> [Short exercise] Extract from the records below every line that contains the string "roof", and copy each such line in full.

---------- Dataset rows

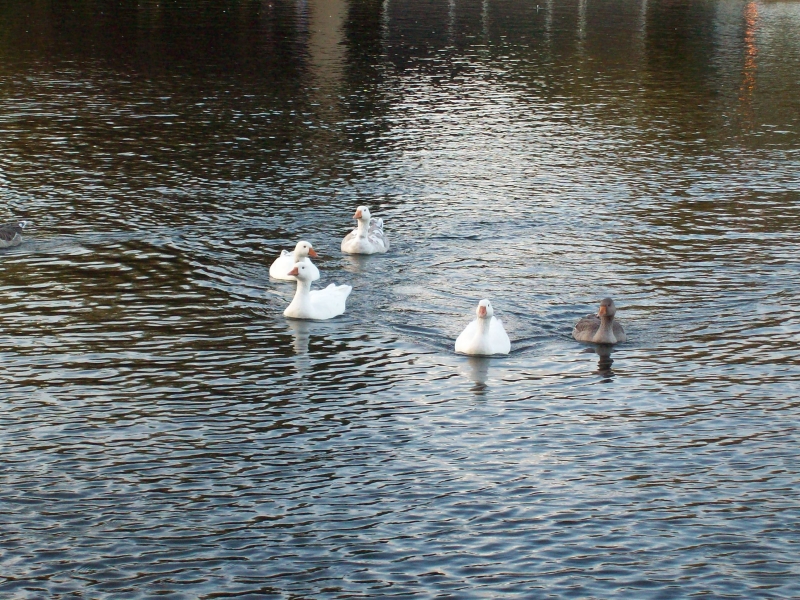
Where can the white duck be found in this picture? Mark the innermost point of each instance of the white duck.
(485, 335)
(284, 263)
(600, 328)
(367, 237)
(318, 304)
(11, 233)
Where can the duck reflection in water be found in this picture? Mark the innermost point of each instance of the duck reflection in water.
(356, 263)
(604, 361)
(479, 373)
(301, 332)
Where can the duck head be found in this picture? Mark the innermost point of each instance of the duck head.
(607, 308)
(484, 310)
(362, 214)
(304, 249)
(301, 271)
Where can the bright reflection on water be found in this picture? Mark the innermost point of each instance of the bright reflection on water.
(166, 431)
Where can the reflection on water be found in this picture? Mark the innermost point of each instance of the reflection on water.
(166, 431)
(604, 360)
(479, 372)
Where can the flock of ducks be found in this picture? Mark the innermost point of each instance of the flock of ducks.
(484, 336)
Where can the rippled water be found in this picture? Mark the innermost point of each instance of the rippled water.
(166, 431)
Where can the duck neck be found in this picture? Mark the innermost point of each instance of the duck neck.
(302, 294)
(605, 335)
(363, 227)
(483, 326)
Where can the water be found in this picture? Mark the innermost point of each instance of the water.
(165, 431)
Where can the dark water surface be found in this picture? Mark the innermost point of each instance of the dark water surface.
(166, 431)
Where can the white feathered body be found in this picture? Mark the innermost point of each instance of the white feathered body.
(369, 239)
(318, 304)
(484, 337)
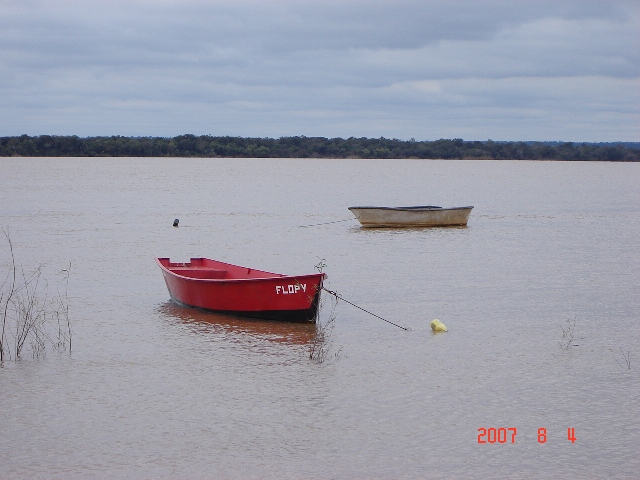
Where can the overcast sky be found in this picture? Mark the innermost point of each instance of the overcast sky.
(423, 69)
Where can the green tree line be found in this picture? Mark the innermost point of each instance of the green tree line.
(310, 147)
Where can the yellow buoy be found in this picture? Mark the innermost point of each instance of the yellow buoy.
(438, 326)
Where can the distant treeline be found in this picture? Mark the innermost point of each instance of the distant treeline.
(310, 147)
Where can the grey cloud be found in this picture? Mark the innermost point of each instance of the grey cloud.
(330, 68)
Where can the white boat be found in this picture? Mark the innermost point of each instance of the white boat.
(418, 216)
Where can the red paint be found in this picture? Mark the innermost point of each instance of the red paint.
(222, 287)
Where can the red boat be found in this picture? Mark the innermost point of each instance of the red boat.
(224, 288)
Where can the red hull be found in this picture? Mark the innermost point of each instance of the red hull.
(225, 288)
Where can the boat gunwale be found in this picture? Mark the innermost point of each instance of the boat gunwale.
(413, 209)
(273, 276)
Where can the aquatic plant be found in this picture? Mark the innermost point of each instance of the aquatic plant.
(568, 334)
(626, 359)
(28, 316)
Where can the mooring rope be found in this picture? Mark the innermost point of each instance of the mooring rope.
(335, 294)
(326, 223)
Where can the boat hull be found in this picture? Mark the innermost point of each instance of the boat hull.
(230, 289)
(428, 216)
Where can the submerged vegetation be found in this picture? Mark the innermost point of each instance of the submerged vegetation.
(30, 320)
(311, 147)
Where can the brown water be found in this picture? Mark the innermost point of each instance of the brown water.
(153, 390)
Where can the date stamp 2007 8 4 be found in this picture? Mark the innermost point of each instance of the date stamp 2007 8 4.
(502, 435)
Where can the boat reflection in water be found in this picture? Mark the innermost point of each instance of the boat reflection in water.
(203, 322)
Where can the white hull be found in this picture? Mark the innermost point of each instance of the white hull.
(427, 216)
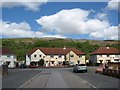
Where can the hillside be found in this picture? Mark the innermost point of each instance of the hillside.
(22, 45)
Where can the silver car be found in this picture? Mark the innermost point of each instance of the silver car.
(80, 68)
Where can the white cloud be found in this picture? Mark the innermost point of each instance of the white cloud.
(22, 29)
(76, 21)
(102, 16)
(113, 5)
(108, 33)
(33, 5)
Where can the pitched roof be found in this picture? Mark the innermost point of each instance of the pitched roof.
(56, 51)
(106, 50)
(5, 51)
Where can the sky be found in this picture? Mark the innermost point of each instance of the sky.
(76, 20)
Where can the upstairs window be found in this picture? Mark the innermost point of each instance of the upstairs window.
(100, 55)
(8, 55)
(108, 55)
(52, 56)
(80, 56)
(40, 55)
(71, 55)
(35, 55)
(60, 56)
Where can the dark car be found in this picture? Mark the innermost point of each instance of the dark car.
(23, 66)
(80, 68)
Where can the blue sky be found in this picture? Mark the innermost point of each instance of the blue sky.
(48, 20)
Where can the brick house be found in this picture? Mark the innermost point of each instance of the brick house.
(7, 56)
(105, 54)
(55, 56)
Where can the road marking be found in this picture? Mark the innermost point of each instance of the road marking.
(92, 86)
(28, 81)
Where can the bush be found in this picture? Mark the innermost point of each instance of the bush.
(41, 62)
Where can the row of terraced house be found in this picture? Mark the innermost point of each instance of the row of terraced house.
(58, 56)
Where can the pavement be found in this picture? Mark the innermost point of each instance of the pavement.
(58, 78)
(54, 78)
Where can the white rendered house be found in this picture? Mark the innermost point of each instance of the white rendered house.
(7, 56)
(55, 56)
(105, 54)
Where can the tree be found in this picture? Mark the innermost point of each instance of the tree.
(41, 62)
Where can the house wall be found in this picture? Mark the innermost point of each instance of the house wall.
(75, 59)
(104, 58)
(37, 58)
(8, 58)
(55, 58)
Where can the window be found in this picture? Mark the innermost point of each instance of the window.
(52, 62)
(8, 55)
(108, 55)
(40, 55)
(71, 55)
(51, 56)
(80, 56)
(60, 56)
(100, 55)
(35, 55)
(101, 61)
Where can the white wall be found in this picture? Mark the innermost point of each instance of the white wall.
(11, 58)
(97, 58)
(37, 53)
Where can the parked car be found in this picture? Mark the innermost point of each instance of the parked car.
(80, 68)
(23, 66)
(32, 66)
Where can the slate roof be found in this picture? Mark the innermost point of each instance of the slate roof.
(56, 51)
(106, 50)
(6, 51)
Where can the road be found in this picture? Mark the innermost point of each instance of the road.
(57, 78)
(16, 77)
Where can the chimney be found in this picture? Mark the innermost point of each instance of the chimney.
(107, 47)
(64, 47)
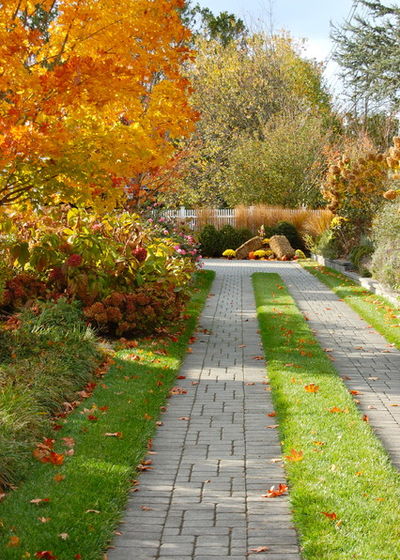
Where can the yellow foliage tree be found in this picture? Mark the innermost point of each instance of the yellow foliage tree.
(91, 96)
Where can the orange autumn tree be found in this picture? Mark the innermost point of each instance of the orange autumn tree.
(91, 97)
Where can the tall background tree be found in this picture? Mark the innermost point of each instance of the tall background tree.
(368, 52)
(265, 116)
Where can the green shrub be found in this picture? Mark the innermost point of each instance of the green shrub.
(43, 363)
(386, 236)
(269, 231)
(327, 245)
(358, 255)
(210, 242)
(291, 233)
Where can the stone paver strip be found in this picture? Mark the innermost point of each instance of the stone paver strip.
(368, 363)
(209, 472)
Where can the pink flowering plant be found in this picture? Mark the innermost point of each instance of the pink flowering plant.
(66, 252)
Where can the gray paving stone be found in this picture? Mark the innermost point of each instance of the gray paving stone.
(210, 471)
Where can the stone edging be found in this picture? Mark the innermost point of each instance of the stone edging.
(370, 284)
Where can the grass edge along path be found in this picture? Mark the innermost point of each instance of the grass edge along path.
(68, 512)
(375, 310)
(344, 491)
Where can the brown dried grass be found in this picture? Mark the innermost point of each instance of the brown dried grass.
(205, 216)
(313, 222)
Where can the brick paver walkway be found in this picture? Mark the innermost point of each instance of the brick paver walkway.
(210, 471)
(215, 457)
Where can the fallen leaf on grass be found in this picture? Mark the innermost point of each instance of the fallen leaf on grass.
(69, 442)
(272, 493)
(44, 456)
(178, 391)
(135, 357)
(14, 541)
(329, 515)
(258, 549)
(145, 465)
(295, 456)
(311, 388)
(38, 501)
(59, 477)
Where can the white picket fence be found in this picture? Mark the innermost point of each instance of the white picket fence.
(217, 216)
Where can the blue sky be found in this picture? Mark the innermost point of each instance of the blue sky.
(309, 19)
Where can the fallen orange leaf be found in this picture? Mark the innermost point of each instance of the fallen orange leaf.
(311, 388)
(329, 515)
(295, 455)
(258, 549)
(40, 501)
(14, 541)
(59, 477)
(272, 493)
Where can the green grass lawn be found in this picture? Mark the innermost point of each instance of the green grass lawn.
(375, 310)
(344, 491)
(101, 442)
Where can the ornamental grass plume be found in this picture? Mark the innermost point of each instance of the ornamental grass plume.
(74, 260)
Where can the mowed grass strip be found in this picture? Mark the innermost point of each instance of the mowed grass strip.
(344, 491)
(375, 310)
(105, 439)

--------------------
---------- Dataset rows

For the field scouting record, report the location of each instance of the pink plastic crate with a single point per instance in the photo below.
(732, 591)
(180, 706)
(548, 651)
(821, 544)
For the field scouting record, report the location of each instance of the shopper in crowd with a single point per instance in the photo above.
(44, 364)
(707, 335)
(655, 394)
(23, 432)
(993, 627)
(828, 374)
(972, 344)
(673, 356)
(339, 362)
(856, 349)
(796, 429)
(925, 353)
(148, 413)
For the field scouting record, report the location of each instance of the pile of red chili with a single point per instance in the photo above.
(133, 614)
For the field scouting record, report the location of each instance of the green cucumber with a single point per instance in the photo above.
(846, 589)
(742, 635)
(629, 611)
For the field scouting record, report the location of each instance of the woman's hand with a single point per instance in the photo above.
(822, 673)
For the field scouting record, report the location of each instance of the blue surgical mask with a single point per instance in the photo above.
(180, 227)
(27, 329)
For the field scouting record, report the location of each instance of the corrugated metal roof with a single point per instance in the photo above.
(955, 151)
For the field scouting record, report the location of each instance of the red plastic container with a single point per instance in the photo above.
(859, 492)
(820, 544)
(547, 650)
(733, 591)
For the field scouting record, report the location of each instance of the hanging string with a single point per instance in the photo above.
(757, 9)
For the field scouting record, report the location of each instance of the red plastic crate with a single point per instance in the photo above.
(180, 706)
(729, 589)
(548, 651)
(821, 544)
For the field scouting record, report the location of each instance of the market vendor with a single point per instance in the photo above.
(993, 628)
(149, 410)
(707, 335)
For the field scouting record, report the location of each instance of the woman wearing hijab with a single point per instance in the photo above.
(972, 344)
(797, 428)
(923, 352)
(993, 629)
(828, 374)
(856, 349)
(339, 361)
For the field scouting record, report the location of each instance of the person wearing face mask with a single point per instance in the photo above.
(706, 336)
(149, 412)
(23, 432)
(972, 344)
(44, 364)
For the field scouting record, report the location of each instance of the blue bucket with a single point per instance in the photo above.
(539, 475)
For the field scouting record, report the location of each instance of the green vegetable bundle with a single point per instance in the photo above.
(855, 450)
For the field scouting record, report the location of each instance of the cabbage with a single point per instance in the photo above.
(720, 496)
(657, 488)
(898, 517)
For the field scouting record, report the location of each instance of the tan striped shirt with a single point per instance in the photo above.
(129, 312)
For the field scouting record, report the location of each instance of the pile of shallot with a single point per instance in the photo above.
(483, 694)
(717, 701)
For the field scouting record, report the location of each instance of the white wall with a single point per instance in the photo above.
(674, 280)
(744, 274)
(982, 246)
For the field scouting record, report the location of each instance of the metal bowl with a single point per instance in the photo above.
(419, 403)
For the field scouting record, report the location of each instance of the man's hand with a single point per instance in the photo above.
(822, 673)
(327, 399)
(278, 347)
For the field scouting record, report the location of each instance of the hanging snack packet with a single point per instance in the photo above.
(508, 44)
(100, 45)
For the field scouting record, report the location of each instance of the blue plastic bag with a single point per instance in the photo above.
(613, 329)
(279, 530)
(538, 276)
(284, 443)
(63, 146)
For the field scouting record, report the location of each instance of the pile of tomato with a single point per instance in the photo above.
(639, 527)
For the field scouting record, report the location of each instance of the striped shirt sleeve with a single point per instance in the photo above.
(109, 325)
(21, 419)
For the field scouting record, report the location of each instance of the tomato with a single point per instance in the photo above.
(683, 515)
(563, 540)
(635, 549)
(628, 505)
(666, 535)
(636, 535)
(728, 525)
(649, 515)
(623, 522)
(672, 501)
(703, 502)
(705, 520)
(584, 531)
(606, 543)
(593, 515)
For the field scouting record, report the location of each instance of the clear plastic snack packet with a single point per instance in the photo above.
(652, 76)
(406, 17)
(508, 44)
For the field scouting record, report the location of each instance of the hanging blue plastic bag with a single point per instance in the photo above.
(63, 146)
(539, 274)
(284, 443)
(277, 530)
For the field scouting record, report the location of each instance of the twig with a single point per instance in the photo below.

--------------------

> [Task response]
Where can the pitched roof be found in this picture? Mark the innermost point of each instance of the pitched roof.
Where can the slate roof be found in this picture? Mark the innermost point of each instance of the slate roof.
For the field scouting record, report the location of each instance of the corrugated metal roof with a single point per instance in the photo above.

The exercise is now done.